**Objective**
Scale the box coordinates in the rows below that open with the line containing "Pinpoint every instance of tram undercarriage" and close with the line containing "[[0, 253, 64, 265]]". Give those lines again, requests included and unchanged, with each answer coordinate multiplied by 1.05 and rounded to a whole number, halves up.
==============================
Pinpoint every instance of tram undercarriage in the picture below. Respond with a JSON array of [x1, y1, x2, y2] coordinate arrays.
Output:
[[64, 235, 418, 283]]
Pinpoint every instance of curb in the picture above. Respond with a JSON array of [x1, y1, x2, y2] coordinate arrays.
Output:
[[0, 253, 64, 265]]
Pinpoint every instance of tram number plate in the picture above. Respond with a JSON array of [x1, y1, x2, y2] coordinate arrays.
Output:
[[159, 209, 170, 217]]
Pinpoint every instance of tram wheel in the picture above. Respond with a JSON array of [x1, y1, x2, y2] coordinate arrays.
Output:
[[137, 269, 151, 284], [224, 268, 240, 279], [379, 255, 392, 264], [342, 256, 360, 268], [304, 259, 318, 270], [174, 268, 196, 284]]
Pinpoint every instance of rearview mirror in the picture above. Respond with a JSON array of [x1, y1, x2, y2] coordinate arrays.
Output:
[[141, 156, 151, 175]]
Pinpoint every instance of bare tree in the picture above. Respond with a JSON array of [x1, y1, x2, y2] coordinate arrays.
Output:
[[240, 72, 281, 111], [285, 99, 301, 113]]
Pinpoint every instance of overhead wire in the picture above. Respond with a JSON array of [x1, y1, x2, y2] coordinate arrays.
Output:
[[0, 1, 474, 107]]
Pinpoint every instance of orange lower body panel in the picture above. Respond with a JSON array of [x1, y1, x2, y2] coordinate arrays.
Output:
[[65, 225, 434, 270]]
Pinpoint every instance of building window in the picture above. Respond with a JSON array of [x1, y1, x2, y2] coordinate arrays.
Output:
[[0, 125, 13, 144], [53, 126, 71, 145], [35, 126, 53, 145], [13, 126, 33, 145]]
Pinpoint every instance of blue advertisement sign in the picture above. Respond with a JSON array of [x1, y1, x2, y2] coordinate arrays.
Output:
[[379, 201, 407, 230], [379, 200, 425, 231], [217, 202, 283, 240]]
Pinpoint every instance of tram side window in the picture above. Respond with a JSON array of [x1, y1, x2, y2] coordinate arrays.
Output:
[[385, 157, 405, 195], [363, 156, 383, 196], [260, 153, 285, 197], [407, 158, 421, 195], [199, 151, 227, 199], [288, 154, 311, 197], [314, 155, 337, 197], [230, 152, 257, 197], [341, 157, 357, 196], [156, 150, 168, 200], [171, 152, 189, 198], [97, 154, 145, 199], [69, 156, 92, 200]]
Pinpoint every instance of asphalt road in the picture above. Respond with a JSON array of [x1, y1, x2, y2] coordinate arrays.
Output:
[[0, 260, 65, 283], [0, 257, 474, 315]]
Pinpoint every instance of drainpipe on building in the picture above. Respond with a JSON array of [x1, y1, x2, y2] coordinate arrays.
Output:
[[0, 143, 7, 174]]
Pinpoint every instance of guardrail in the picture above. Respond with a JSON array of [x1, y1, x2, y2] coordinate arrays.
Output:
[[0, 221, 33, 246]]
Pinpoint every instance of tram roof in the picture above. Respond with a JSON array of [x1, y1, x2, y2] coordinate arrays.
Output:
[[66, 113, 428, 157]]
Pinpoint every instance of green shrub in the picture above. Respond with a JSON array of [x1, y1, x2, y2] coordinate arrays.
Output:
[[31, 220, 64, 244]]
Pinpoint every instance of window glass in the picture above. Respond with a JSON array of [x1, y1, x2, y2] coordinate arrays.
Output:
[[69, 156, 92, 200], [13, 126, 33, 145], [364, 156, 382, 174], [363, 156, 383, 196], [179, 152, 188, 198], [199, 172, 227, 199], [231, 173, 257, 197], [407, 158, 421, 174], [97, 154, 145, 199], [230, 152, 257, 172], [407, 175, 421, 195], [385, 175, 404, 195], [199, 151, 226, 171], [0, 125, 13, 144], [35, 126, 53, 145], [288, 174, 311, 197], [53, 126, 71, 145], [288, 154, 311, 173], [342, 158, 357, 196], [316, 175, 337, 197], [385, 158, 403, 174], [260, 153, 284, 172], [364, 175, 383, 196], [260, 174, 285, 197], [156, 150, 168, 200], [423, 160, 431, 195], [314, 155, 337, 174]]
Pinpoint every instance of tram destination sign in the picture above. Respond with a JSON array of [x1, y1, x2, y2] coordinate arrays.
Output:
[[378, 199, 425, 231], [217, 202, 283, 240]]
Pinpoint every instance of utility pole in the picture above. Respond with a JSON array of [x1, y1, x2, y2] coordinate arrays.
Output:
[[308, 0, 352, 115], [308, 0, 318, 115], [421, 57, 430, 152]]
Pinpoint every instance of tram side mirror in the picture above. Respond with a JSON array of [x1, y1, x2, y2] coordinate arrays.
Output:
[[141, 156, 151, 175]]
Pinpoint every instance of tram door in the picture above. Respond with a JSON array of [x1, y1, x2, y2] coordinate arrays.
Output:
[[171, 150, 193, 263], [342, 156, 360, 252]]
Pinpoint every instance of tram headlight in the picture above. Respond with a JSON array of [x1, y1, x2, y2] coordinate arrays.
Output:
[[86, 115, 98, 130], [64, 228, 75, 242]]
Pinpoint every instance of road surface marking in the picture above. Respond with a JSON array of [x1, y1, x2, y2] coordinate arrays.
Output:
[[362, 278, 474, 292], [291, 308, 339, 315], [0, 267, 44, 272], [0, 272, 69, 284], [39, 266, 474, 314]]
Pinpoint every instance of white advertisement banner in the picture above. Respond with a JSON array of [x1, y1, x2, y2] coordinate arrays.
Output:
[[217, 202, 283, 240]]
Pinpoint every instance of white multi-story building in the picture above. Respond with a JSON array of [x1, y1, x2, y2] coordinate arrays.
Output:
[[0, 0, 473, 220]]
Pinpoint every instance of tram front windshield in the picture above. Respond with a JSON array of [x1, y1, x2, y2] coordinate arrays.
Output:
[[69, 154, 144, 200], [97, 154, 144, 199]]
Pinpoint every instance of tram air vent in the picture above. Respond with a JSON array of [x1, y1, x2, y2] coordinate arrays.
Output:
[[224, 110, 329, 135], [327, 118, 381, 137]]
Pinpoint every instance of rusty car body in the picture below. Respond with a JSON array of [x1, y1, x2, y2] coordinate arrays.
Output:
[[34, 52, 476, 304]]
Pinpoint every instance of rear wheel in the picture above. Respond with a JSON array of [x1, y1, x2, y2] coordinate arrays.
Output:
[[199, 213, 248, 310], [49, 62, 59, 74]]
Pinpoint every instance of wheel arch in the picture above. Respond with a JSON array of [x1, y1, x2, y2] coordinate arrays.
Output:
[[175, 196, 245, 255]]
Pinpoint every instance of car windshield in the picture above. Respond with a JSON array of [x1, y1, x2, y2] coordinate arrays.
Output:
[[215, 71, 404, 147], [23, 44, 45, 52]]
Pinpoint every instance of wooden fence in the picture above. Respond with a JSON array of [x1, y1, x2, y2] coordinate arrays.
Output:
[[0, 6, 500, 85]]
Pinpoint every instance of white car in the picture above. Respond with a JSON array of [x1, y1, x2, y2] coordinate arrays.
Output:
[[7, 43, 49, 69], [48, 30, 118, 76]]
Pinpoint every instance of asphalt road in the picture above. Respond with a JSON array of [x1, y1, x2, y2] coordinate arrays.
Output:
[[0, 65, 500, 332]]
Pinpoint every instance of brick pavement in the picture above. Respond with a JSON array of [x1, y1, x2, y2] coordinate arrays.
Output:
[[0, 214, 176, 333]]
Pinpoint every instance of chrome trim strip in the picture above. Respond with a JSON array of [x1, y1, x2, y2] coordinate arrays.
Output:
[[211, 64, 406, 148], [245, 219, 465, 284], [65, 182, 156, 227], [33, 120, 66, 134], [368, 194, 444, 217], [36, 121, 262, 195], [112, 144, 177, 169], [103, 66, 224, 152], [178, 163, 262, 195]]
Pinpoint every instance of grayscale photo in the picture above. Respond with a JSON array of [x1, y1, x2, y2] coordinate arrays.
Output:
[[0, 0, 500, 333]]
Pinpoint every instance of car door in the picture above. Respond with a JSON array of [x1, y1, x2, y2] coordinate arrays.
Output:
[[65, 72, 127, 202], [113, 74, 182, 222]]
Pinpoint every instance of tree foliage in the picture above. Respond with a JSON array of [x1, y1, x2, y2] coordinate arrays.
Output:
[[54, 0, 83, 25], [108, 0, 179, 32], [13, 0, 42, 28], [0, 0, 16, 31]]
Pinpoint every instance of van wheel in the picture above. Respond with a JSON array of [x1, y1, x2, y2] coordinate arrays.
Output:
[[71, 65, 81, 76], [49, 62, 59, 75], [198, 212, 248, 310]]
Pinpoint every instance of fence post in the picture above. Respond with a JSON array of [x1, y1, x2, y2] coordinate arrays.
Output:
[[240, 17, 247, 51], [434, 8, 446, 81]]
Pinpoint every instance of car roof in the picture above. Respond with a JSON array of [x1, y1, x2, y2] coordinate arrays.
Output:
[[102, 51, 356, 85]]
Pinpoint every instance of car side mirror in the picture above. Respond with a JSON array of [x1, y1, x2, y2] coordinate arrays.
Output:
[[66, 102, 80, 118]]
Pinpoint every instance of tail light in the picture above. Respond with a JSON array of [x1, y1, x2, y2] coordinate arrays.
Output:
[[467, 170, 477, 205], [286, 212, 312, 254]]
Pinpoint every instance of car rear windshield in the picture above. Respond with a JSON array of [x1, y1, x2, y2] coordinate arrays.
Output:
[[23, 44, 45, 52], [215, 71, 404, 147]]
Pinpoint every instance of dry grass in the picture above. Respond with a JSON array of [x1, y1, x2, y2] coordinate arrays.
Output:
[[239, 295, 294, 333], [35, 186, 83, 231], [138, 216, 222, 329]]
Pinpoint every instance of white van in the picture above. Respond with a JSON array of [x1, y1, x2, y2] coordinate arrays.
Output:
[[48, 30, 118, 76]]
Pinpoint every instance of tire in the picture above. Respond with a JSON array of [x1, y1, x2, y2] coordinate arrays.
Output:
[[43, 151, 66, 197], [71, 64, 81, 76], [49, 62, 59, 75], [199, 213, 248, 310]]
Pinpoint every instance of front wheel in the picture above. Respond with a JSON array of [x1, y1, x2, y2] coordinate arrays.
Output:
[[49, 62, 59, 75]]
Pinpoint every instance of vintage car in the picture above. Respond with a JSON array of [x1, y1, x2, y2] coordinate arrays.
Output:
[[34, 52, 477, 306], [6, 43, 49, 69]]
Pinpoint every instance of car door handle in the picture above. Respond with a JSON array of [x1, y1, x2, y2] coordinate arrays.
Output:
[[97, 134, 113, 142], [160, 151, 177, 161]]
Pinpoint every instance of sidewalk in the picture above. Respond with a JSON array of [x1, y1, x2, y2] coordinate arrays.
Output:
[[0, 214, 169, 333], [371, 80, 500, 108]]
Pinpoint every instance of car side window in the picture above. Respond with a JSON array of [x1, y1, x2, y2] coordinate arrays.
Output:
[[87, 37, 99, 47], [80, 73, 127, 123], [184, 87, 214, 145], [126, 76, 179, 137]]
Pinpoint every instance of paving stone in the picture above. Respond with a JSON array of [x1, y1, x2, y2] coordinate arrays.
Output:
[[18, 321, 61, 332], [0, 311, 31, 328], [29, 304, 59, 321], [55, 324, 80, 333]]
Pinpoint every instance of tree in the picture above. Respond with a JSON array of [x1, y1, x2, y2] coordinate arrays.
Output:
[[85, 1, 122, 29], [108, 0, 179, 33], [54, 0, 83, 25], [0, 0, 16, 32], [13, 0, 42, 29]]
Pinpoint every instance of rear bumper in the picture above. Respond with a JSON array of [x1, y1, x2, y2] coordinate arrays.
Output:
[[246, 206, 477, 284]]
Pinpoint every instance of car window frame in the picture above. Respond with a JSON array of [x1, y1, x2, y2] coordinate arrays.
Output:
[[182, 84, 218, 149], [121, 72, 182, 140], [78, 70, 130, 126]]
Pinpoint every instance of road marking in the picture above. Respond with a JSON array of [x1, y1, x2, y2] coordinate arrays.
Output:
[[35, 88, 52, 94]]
==============================
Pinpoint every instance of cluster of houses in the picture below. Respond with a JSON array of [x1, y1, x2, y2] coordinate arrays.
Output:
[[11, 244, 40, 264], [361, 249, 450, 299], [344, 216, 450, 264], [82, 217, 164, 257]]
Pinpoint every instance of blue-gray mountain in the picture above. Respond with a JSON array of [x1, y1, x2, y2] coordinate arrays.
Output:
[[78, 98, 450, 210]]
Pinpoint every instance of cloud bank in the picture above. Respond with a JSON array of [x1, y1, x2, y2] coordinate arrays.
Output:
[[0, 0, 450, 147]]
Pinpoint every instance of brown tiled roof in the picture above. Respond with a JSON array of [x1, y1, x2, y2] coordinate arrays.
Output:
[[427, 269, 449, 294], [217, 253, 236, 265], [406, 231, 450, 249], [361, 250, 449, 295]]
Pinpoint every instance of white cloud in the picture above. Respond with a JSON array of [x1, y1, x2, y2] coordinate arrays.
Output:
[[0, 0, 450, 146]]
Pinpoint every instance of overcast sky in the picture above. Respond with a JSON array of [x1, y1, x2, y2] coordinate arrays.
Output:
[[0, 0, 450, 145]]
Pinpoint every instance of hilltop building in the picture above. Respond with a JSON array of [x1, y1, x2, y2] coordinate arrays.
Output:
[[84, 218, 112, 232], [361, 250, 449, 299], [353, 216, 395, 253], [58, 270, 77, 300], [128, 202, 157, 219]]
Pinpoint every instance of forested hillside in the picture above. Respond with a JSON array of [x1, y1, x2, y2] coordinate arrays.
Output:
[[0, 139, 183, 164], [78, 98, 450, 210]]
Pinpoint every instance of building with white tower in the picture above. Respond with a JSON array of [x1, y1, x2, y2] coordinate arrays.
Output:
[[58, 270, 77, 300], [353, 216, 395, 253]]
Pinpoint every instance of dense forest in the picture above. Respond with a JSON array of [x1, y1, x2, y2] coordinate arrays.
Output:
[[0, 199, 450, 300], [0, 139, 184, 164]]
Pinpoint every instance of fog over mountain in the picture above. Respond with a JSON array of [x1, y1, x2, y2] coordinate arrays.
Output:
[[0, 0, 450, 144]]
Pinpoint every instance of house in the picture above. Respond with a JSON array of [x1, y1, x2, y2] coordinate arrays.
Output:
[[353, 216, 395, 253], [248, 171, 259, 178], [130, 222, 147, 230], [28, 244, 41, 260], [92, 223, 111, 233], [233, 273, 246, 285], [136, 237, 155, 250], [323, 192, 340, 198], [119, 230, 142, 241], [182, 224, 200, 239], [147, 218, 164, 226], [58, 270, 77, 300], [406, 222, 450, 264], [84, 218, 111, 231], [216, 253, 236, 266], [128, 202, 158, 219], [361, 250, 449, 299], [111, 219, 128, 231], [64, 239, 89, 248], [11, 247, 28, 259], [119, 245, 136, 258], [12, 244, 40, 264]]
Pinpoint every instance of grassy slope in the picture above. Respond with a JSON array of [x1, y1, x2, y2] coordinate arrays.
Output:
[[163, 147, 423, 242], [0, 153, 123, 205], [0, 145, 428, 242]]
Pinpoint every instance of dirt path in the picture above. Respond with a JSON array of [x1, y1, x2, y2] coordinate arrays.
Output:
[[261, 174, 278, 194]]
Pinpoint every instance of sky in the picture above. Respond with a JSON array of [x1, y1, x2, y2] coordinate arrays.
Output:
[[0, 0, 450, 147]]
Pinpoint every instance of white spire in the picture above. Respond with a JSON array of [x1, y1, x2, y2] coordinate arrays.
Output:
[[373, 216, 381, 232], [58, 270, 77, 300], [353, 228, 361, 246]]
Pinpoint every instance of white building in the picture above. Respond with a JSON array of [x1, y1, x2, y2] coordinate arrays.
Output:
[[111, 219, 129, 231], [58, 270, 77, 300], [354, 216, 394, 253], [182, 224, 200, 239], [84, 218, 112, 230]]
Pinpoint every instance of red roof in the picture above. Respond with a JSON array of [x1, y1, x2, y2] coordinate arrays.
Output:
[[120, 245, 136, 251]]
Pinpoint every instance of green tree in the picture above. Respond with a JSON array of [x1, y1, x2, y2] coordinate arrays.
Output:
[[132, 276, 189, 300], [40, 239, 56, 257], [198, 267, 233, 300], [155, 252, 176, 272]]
==============================
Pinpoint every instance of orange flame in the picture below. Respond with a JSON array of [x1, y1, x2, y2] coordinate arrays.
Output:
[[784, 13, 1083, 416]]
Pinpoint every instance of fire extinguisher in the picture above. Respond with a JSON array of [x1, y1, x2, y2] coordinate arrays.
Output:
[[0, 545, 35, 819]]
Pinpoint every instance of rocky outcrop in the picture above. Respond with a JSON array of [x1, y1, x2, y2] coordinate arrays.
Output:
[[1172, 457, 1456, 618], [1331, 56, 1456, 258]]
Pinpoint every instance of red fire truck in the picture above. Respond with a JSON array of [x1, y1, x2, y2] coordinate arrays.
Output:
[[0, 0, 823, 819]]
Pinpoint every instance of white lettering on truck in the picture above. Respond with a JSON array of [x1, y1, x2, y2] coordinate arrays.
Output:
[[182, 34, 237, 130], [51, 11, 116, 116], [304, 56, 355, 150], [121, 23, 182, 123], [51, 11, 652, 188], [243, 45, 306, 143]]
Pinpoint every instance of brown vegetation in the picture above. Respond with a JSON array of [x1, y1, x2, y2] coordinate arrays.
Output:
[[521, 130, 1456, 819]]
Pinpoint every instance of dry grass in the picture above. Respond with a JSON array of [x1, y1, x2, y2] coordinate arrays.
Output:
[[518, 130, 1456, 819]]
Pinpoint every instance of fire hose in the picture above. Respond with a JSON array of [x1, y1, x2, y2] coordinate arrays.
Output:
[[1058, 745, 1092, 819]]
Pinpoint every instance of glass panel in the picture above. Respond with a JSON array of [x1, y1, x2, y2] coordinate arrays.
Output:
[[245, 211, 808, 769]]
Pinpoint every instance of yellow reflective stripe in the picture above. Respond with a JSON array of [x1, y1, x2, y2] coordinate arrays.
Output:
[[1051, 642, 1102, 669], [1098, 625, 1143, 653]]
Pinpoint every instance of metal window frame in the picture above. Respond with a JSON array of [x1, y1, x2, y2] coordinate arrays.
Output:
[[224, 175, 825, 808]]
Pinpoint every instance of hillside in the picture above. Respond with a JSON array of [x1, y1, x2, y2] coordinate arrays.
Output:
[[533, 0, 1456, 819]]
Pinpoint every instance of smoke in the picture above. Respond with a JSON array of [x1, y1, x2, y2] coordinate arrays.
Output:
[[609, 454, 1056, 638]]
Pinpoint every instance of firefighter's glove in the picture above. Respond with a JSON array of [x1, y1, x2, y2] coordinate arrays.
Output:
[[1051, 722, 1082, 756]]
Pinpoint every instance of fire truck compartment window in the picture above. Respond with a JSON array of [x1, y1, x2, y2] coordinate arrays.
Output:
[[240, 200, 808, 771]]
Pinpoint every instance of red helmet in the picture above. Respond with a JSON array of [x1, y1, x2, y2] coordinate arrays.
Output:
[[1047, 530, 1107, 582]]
==============================
**Reply to the task**
Pinpoint every instance of tram undercarriage in the picture below. Respond with a JSON array of [x1, y1, x2, y2] coordinate arrays.
Output:
[[67, 247, 439, 297]]
Pinpoint every instance of curb in the picture above. Respond with a JSON array of [x1, y1, x2, y2] coordinate arrays.
Output:
[[0, 266, 67, 278]]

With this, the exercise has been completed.